GOAL: Rewrite the items from the start through the line containing "[48,43,64,57]", both included, keeping the requests and shifting every bounding box coordinate in the answers up by 19. Omit the pictures.

════

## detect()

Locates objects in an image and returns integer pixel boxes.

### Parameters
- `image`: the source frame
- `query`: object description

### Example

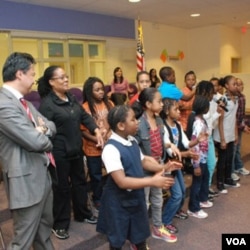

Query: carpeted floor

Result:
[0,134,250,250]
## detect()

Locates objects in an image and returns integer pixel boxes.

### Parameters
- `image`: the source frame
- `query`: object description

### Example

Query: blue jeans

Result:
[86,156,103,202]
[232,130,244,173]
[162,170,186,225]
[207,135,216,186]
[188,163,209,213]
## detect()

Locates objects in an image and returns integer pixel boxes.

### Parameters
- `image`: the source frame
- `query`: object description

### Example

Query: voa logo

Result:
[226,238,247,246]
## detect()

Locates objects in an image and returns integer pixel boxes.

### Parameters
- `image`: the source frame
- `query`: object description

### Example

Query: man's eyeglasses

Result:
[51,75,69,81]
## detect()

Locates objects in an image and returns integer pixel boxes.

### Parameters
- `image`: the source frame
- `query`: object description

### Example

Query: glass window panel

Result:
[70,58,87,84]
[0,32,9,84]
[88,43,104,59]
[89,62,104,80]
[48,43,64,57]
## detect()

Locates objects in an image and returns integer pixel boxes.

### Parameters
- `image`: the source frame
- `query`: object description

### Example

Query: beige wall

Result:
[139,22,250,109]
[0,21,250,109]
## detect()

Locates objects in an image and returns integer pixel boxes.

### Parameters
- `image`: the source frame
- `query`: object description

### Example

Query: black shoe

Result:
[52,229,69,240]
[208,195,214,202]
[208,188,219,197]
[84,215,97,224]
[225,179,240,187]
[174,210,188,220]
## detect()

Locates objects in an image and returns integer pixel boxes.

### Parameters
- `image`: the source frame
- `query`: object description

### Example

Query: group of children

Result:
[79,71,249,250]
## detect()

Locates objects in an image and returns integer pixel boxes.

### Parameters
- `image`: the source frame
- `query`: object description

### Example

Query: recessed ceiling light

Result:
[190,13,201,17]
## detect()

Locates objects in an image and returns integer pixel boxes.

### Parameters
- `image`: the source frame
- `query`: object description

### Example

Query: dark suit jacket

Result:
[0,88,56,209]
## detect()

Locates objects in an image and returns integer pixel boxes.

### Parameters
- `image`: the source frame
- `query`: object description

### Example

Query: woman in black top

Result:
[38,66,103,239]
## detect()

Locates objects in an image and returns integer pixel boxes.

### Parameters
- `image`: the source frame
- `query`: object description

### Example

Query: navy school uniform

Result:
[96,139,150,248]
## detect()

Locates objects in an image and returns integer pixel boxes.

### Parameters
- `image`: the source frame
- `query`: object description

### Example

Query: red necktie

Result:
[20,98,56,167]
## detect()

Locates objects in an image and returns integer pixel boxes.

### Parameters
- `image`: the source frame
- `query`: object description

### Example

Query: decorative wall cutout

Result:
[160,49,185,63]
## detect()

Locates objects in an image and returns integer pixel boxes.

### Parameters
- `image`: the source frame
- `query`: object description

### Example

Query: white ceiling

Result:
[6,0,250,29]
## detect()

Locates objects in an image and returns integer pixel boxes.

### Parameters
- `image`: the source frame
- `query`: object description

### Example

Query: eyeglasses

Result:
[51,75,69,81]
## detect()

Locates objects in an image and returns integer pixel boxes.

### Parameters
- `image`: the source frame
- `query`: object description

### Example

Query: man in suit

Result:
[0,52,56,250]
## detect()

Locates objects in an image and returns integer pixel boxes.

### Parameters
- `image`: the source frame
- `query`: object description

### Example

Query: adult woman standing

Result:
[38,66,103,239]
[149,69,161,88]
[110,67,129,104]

════

WRITTEN RESPONSE:
## detect()

Locates objects in an image and returns integer pixel boxes.

### Parameters
- `image`: the source frame
- `query`: object description

### Example


Query: carpeted floor

Result:
[19,153,269,269]
## detect()

Locates objects in an image and returns integer pixel boxes.

### Parameters
- `image`: the source frame
- `query`: object description

### Example

Query: blue jeans

Result:
[105,175,122,221]
[251,149,263,192]
[181,189,205,244]
[226,154,235,205]
[207,182,228,232]
## detect()

Locates objects in an image and returns integer pixel boxes.

### Parameters
- `image`: the source frame
- `query`: object description

### Example

Query: voa logo

Result:
[245,257,266,265]
## detect()

Locates objects in an image and returns integer pixel boxes.

### Parameters
- `image`: the source frame
- `query`: object description

### Example

Query: man's eyeglasses

Result:
[70,94,88,100]
## detect()

Locates objects in an image and returns integer pixel boxes.

### Parameters
- `image`: the source frame
- `query`: object description

### Example

Query: glass window panel

Result:
[89,77,106,103]
[19,51,28,103]
[107,62,123,78]
[108,81,123,99]
[67,62,83,76]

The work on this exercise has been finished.